Consegna:
Ricopia senza modifiche il passo del testo sulle scelte universitarie delle matricole che si apre con le parole contenenti "Università, gli studenti" e si chiude con "aree del Paese.".

Testo:
Università, gli studenti preferiscono Fisica e Biologia

 
Lauree scientifiche per la prima volta in cima alle preferenze delle matricole. E studenti del Nord che superano i meridionali. Cambia la geografia dei giovani che scelgono di proseguire gli studi dopo le scuole superiori e cadono anche una serie di luoghi comuni, come quello che vedeva i ragazzi del Mezzogiorno più orientati verso lo studio universitario.
Crisi economica e disoccupazione giovanile da record hanno profondamente trasformato, nel giro di dieci anni, l’identikit dei nuovi iscritti agli atenei italiani. Che, dal 2004/2005 al 2014/2015, sono passati da 335mila a 270mila. Ma il crollo (-19%) ha colpito in modo diverso ambiti disciplinari e aree del Paese.
Il record di matricole che dieci anni fa affollavano le aule di Giurisprudenza, Scienze politiche, Economia, Psicologia e Scienze della comunicazione (per citare i corsi più frequentati dell’area sociale) è solo un ricordo: in appena due lustri sono diminuite dal 41 al 34%. Mentre i futuri ingegneri e laureati in Matematica, Fisica, Chimica e Scienze biologiche sono schizzati dal 27 al 34% realizzando un inedito sorpasso, seppure per poche decine di unità. Stabili le immatricolazioni per i corsi dell’area sanitaria (Medicina, Odontoiatria, Veterinaria e Professioni sanitarie) e umanistica: Lettere, Storia, Filosofia. Secondo Gaetano Manfredi, presidente della Crui, la Conferenza dei rettori d’Italia, il boom di accessi alle facoltà scientifiche rispecchia «un trend internazionale: è il settore scientifico-tecnologico quello che dà più opportunità di lavoro».

Dati di origine:
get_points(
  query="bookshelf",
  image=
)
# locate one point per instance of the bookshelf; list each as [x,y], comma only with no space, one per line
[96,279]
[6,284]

* * *

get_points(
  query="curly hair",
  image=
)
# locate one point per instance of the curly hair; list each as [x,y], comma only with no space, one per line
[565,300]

Risultato:
Università, gli studenti preferiscono Fisica e Biologia

 
Lauree scientifiche per la prima volta in cima alle preferenze delle matricole. E studenti del Nord che superano i meridionali. Cambia la geografia dei giovani che scelgono di proseguire gli studi dopo le scuole superiori e cadono anche una serie di luoghi comuni, come quello che vedeva i ragazzi del Mezzogiorno più orientati verso lo studio universitario.
Crisi economica e disoccupazione giovanile da record hanno profondamente trasformato, nel giro di dieci anni, l’identikit dei nuovi iscritti agli atenei italiani. Che, dal 2004/2005 al 2014/2015, sono passati da 335mila a 270mila. Ma il crollo (-19%) ha colpito in modo diverso ambiti disciplinari e aree del Paese.